Photo-based referring expression data
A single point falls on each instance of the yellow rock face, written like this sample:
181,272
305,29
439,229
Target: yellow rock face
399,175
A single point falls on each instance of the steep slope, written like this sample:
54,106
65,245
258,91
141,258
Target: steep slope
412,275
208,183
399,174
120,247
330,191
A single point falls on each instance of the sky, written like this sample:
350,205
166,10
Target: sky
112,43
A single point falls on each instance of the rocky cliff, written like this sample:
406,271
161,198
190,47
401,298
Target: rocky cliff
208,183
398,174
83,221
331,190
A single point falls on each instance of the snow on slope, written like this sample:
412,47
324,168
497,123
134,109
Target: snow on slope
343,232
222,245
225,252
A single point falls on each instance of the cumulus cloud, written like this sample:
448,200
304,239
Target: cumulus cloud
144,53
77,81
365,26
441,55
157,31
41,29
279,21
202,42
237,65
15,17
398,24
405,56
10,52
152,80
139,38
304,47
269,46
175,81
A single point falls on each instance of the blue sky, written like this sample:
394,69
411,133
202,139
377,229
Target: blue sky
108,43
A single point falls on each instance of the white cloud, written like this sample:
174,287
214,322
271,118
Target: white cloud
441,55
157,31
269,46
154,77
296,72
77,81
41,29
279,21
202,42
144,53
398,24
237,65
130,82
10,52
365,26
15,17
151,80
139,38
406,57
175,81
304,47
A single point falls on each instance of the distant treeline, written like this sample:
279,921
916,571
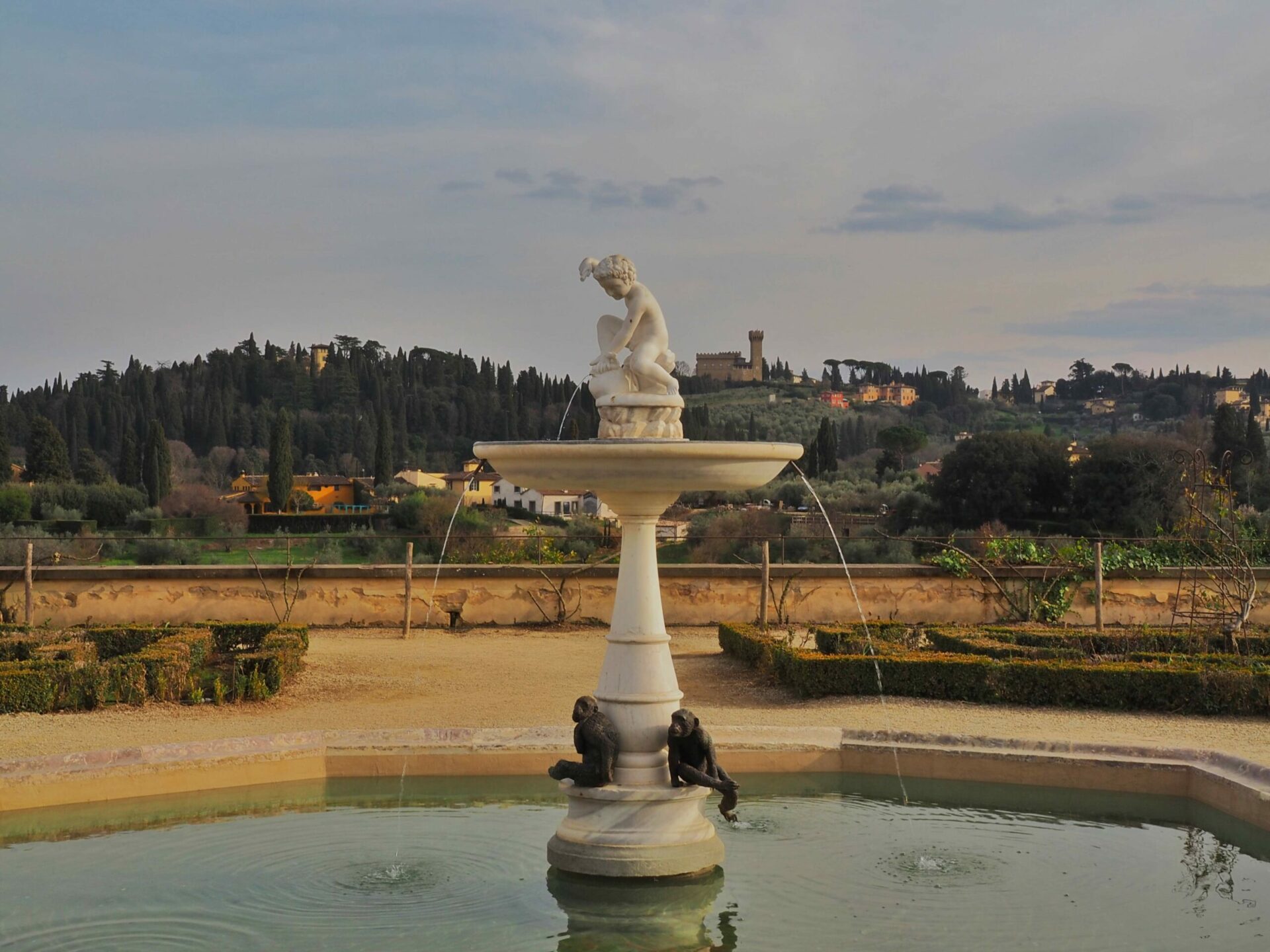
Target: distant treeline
437,404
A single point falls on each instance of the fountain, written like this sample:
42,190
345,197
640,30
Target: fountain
639,824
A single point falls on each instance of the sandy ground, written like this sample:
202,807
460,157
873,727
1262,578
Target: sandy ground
530,677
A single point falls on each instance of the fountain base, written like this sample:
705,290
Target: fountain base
626,830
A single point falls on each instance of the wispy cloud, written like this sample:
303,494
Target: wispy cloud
904,208
517,177
1191,314
675,193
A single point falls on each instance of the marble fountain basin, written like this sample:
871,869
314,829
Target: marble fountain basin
659,466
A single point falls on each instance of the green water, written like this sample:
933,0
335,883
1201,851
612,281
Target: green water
820,862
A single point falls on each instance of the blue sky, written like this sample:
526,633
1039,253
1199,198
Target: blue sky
994,184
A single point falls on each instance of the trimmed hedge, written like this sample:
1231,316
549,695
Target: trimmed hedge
233,637
1118,641
280,658
969,644
45,670
122,640
1194,688
32,686
853,640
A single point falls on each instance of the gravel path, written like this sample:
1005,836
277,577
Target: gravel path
530,677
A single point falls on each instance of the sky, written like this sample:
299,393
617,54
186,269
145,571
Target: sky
990,184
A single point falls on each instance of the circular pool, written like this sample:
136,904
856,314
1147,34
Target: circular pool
817,862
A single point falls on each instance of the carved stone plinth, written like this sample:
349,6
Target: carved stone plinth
640,416
634,830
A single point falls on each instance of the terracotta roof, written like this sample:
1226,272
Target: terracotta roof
305,480
469,476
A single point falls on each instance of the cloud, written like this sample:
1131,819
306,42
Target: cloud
675,193
1191,314
560,184
517,177
904,208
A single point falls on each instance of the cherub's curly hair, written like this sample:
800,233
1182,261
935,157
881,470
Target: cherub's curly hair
611,267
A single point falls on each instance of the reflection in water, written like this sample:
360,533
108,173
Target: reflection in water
1209,866
640,916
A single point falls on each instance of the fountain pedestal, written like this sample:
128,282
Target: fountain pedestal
640,824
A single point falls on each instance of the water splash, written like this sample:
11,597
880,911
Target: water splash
864,621
441,559
570,405
394,871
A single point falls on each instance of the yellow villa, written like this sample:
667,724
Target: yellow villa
478,488
332,494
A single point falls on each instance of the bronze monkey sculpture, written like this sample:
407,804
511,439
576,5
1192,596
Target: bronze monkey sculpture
693,761
596,739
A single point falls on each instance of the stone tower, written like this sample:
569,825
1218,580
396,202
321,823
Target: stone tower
756,353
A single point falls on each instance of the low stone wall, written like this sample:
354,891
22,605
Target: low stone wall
480,594
1238,787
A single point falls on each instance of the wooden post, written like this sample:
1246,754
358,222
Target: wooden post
26,582
1097,587
409,574
762,590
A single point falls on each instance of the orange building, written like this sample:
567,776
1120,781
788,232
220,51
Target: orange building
332,494
898,394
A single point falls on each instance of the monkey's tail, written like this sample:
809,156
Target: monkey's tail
728,805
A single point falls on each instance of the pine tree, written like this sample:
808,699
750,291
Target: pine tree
384,450
48,457
157,463
91,470
281,462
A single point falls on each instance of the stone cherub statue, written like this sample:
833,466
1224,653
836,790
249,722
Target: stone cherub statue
643,331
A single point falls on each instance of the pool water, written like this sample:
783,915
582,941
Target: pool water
817,862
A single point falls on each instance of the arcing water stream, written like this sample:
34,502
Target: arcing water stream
570,405
864,621
441,559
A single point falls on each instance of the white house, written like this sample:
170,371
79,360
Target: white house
550,502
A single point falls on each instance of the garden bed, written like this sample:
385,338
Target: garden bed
79,669
1132,669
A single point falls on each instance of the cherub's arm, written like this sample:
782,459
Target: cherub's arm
634,311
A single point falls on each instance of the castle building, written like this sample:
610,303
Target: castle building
318,354
728,365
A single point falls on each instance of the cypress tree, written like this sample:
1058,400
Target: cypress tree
4,447
827,447
1227,432
157,463
130,461
281,465
384,451
1253,438
48,457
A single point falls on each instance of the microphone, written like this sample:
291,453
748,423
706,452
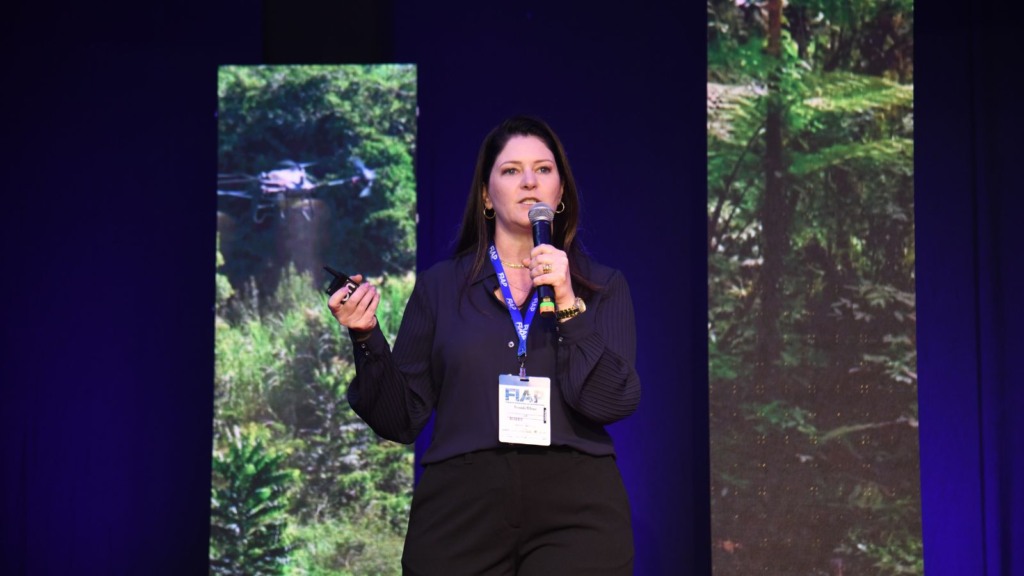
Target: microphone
541,217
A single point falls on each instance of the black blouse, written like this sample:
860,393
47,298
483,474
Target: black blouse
456,339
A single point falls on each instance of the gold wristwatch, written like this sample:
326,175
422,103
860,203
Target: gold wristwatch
576,310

Problem description: Type the entries again verbatim. Drop the images.

Your solution:
A single point falls on each instance of the yellow rock face, written like this sample:
181,272
305,29
439,229
Target: yellow rock face
399,175
A single point falls on each instance of the steep slope, written like this sample:
54,106
65,245
258,91
141,258
Target: steep slope
412,275
208,183
399,174
120,247
330,191
A single point falls on each instance of the sky, written like this sample:
350,205
166,10
Target: sky
112,43
A single point falls on each instance of the rocky cliff, written like this sample:
406,271
161,198
190,47
401,298
Target: rocky cliff
208,183
398,174
83,221
331,190
A single point falls on each instance of the snow on slope, written like this sample:
412,47
324,168
497,123
134,109
Target: snow on slope
343,232
222,245
225,252
A single point falls on each instance of the cumulus cloud, written like this sample:
448,200
304,239
Target: cumulus cloud
144,53
77,81
365,26
441,55
157,31
41,29
279,21
202,42
237,65
15,17
398,24
405,56
10,52
152,80
139,38
304,47
269,46
175,81
A single point falls on each instance of the blue sky, written like this sample:
394,69
411,133
202,139
377,229
Target: blue sky
108,43
A single point falls on each instance of the white cloud, written like this sample:
174,287
214,322
271,118
Target: white cloud
441,55
157,31
269,46
154,77
296,72
77,81
41,29
279,21
202,42
144,53
398,24
237,65
130,82
10,52
365,26
15,17
151,80
139,38
406,57
175,81
304,47
A single point falls on each instance of the distant treeline, written like this sample:
279,921
916,571
Target: distant treeline
437,404
A single point falls on each instance of the fountain, written like this sample:
42,190
345,197
640,30
Target: fountain
639,824
A single point falls on each instance of the sandy ground, written like this sample:
202,807
460,157
873,727
1262,578
Target: sandy ground
530,677
A single point falls on each instance of the fountain base, written like this sample:
705,290
Target: fountain base
626,830
A single point falls on each instance of the wispy cloud, written like this sample:
303,494
Target: wispy cloud
904,208
517,177
1191,314
675,193
A single point falls on each instance of the marble fountain basin, written like this sample:
871,869
314,829
Target: marble fountain basin
659,466
A single point falls on each instance of the green water, written like this sample:
933,0
335,883
1201,851
612,281
Target: green water
820,862
A single point falls on each instance of the blue sky, written like this sample:
526,633
1039,253
1199,198
Target: blue sky
994,184
A single point falls on each instance of the trimmed hedge, written like this sample:
1231,316
549,695
Target: trimmed hedge
233,637
1118,641
280,658
969,644
45,670
122,640
1194,688
32,686
853,640
A single point falls on each instance of the gravel path, written like this sample:
1005,836
277,577
Target: gravel path
530,677
A single point falls on each instance of the sky, written like this sample:
299,393
617,54
186,269
145,571
Target: sky
990,184
A single point falls on each instance of the circular pool, written like this sample:
136,904
856,314
1147,34
Target: circular pool
817,862
A single point falls on each instance of the carved stone plinth, written like this sample:
349,6
Target: carved stone plinth
640,416
634,830
A single point falls on each instance of the terracotta roof, written like this sample:
1226,272
Target: terracotta roof
305,480
469,476
A single point falls on each instance of the cloud, written like this sample:
1131,819
306,42
Target: cloud
675,193
1191,314
560,184
517,177
904,208
A single point falls on each instance of the cherub's curly hair, written like this sample:
800,233
1182,261
935,157
881,470
Target: cherub's curly hair
611,267
A single point falls on each instance of the reflection in water, written like this sample:
360,533
108,173
Target: reflection in water
1209,866
640,916
A single point falls on each instance of the fountain pedestal, written like this sample:
128,282
Target: fountain pedestal
640,824
A single point falls on each instance of the water splash, written like this sample:
11,597
880,911
Target: water splash
864,621
441,559
570,405
394,871
A single point falls on each instance of the yellow villa, written like this sample:
667,724
Target: yellow villa
478,488
332,494
A single point falls on each instance of the bronze monkey sculpture, written like this sample:
407,804
511,439
576,5
1192,596
Target: bronze monkey sculpture
693,761
596,739
A single point falls on each instance of the stone tower, written like this sample:
569,825
1218,580
396,202
321,823
Target: stone tower
756,353
A single point falls on each instance of the low stone wall, written like this sample:
354,891
22,605
Target: low stone wall
480,594
1238,787
A single point falls on each instance of the wooden post, written like this sample:
1246,754
358,222
Target: wooden post
26,582
1097,587
409,574
762,590
A single point falls on each instance of the orange building, written like this sample:
567,776
1120,781
788,232
220,51
Target: orange building
332,494
898,394
A single point falls on each instance of the monkey's tail, written like this sample:
809,156
Target: monkey's tail
728,805
A single point falls on each instance of the pine tree, written like this sample:
808,699
750,291
Target: pine tree
384,450
48,457
157,463
91,470
281,462
A single point falls on each instance of the stone cherub statue, written like this sample:
833,466
1224,653
836,790
249,722
Target: stone cherub statue
643,331
A single point falls on each instance of the pool water, written like this sample:
783,915
582,941
Target: pool water
817,862
A single point falls on each instance of the arcing water stream, written like this sample:
34,502
Target: arcing water stream
570,405
864,621
441,559
A single point falls on each instance of the white house, written like this sample:
170,371
79,360
Target: white house
550,502
A single point falls on each instance of the garden bed, written like this sample:
385,338
Target: garden bed
79,669
1132,669
A single point falls on each instance of the cherub's arm, written like this sample:
782,459
Target: cherub's arm
634,311
A single point falls on each instance of the castle building, written like this sample:
610,303
Target: castle building
318,354
728,365
A single point falls on each instance of the cypress tree, written like this sample:
1058,400
Target: cypress tree
4,447
827,447
1227,432
157,463
130,461
281,465
384,451
1253,438
48,457
A single point falls on each instance of the microphone, written like this sample:
291,453
748,423
706,452
Target: microphone
541,217
A single point falls on each instance of the black blouse, written like this sample:
860,393
47,298
483,474
Target: black blouse
456,339
A single point falls on each instance of the gold wristwatch, written like this sample:
326,175
422,103
860,203
Target: gold wristwatch
576,310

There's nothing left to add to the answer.